:: Ausgewählte Textstelle ::
▼

1. Nach § 1 Abs. 1 BetrAVG wird eine Versorgungsanwartschaft unverfallbar, wenn der Arbeitnehmer bei Beendigung des Arbeitsverhältnisses das 35. Lebensjahr vollendet hat und die Versorgungszusage mindestens drei Jahre bestanden hat und der Beginn der Betriebszugehörigkeit mindestens zwölf Jahre zurückliegt. Der Kläger war bei Beendigung des Arbeitsverhältnisses 45 Jahre. Das Arbeitsverhältnis dauerte 15 Jahre. Die Versorgungszusage bestand für den Kläger acht Jahre.

▲

:: Zu erledigende Aufgaben ::
(a) Nenne alle Voraussetzungen, die laut der Textstelle erfüllt sein müssen, damit eine Versorgungsanwartschaft unverfallbar wird.
(b) Gib aus der Textstelle alles wortgetreu wieder, von „1. Nach § 1 Abs. 1“ bis einschließlich „Kläger acht Jahre.“.
Stütze dich ausschließlich auf die Textstelle.

:: Bereitgestellte Angaben ::

▼

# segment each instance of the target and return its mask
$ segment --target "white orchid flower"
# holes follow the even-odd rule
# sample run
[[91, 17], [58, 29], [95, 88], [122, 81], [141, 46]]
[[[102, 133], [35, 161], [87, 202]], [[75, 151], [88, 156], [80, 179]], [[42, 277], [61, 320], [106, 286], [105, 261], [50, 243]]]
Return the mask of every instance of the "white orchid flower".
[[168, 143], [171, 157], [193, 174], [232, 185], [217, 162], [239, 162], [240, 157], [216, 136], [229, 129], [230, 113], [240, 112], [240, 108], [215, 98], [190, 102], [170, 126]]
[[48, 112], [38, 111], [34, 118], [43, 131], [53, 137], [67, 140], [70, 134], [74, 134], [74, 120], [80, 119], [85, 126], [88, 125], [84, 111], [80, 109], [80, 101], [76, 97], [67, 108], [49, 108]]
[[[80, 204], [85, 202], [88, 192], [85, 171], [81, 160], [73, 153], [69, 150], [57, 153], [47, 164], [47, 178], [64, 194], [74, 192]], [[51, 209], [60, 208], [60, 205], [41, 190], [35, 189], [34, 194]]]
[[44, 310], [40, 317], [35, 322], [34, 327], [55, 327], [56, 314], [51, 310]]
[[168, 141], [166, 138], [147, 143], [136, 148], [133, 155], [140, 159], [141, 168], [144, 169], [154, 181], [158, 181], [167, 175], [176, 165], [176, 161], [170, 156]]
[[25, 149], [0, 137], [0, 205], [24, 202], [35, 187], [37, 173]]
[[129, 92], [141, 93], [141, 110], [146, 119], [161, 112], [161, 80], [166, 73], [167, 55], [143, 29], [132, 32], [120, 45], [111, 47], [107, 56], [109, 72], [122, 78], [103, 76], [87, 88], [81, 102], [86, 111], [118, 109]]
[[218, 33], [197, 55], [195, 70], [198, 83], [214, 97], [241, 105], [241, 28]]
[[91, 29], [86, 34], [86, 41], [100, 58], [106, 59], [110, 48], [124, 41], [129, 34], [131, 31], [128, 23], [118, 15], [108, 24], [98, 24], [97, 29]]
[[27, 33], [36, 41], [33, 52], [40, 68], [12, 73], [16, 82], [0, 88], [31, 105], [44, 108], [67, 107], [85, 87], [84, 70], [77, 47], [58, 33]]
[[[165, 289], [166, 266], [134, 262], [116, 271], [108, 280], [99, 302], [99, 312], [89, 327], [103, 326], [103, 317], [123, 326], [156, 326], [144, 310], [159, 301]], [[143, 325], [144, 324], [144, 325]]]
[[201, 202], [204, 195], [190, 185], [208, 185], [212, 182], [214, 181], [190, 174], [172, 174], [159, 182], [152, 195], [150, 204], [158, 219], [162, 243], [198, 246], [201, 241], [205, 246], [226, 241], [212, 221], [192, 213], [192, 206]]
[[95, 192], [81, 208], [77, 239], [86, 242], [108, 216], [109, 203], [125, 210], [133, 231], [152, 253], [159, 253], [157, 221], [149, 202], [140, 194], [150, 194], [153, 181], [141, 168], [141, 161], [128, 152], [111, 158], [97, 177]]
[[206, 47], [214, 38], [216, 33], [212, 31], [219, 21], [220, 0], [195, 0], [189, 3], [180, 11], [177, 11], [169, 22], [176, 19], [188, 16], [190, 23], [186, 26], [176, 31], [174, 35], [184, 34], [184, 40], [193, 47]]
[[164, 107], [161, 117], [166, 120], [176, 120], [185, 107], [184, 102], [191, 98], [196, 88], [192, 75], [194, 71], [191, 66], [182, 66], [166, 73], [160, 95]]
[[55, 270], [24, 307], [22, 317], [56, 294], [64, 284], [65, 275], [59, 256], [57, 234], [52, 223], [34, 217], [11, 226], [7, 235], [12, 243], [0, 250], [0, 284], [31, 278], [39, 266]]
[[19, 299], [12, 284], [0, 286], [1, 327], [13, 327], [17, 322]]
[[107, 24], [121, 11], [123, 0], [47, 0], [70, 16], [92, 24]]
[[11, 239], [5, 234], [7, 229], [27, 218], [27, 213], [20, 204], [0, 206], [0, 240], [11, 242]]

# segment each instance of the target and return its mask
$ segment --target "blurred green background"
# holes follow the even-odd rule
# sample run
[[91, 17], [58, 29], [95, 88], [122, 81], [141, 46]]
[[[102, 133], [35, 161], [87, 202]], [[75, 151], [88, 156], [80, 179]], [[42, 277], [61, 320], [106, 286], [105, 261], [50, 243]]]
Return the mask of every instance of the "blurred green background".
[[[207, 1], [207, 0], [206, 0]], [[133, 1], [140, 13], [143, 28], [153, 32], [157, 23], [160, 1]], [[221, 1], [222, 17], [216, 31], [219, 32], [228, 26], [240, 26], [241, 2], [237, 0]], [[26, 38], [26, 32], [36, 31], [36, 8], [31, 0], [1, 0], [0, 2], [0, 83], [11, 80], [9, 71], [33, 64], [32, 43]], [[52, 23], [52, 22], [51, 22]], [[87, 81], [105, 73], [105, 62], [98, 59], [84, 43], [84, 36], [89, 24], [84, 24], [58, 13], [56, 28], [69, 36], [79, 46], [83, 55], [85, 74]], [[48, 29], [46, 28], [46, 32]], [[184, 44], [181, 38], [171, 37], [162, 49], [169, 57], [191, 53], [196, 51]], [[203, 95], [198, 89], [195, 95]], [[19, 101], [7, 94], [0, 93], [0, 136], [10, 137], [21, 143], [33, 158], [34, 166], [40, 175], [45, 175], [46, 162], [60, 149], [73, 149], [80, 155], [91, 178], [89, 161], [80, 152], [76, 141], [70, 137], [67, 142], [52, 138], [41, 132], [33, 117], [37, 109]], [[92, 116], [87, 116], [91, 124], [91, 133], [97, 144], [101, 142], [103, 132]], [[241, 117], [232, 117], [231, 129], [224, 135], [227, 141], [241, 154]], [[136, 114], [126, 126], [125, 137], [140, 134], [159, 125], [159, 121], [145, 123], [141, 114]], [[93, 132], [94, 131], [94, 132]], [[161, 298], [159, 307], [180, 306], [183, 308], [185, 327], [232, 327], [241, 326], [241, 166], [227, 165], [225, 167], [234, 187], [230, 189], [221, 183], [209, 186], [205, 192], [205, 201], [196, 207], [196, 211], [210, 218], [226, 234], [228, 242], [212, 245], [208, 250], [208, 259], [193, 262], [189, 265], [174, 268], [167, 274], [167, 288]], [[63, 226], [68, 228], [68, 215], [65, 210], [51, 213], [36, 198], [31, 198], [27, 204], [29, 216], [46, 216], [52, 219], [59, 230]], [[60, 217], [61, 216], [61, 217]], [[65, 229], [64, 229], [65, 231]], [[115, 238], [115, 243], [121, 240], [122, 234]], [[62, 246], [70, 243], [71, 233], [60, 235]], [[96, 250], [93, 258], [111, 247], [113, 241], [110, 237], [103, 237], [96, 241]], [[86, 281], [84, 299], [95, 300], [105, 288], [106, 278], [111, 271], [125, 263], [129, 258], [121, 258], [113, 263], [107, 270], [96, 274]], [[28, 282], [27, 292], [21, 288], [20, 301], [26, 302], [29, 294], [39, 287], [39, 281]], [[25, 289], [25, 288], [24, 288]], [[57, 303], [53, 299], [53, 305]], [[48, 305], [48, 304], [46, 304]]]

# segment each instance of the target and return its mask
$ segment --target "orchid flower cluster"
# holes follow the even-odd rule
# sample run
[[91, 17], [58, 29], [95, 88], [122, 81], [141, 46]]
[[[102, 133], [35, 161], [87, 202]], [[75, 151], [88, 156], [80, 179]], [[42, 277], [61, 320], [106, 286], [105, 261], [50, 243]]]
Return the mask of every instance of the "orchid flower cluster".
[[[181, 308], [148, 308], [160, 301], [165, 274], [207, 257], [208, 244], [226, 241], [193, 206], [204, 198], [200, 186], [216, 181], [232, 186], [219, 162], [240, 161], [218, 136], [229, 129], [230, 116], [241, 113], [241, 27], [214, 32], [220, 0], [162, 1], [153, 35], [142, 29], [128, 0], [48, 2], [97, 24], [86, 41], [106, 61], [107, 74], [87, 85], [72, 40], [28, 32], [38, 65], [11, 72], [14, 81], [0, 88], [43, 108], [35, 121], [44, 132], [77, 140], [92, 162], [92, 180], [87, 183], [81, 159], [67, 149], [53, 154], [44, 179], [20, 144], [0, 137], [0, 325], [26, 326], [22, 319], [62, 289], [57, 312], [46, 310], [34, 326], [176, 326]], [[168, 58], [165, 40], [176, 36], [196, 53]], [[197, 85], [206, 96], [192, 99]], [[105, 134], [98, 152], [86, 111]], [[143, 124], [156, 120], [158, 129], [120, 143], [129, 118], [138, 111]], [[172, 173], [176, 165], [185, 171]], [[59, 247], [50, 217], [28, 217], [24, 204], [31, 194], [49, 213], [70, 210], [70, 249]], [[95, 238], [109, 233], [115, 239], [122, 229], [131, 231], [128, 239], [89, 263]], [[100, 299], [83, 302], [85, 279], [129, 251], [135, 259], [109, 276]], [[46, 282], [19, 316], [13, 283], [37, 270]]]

▲

:: Antworten je Aufgabe ::
(a)
- Der Arbeitnehmer hat bei Beendigung des Arbeitsverhältnisses das 35. Lebensjahr vollendet.
- Die Versorgungszusage hat mindestens drei Jahre bestanden.
- Der Beginn der Betriebszugehörigkeit liegt mindestens zwölf Jahre zurück.

(b)
1. Nach § 1 Abs. 1 BetrAVG wird eine Versorgungsanwartschaft unverfallbar, wenn der Arbeitnehmer bei Beendigung des Arbeitsverhältnisses das 35. Lebensjahr vollendet hat und die Versorgungszusage mindestens drei Jahre bestanden hat und der Beginn der Betriebszugehörigkeit mindestens zwölf Jahre zurückliegt. Der Kläger war bei Beendigung des Arbeitsverhältnisses 45 Jahre. Das Arbeitsverhältnis dauerte 15 Jahre. Die Versorgungszusage bestand für den Kläger acht Jahre.